EXERCISE DETAILS: Update the material from its beginning through the line that has "column 89, row 81" by changing "deep blue sky" to "clear sky" and keeping everything else the same. Leave the pictures out of your answer.

Point-based annotation data
## BEGIN
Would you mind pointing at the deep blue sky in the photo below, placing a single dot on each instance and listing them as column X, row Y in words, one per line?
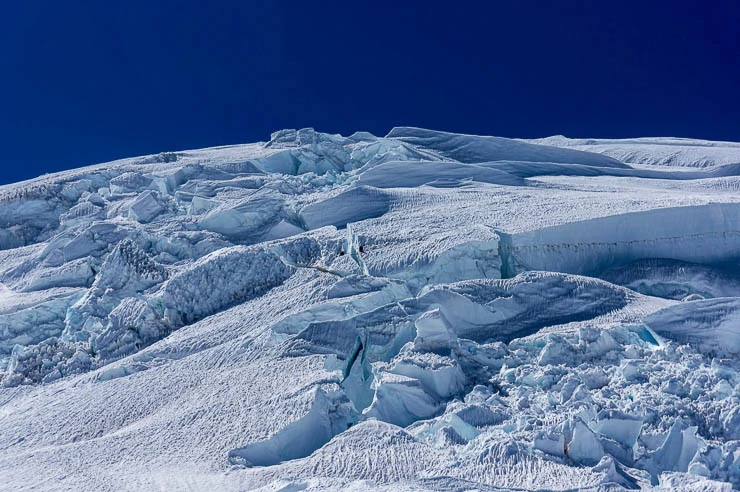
column 89, row 81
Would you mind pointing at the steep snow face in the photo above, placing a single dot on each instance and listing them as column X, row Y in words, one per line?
column 421, row 311
column 681, row 152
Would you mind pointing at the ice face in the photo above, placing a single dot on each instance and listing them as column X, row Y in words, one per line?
column 423, row 310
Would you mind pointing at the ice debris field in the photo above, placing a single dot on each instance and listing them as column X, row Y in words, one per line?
column 421, row 311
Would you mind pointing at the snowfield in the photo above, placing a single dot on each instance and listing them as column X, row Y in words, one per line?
column 422, row 311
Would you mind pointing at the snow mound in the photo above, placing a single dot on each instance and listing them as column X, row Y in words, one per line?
column 421, row 311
## END
SOLUTION TO THIS TASK:
Would you mind pointing at the clear sky in the photo below, placing a single dot on each instance and listing them as column X, row Y in words, one per line?
column 89, row 81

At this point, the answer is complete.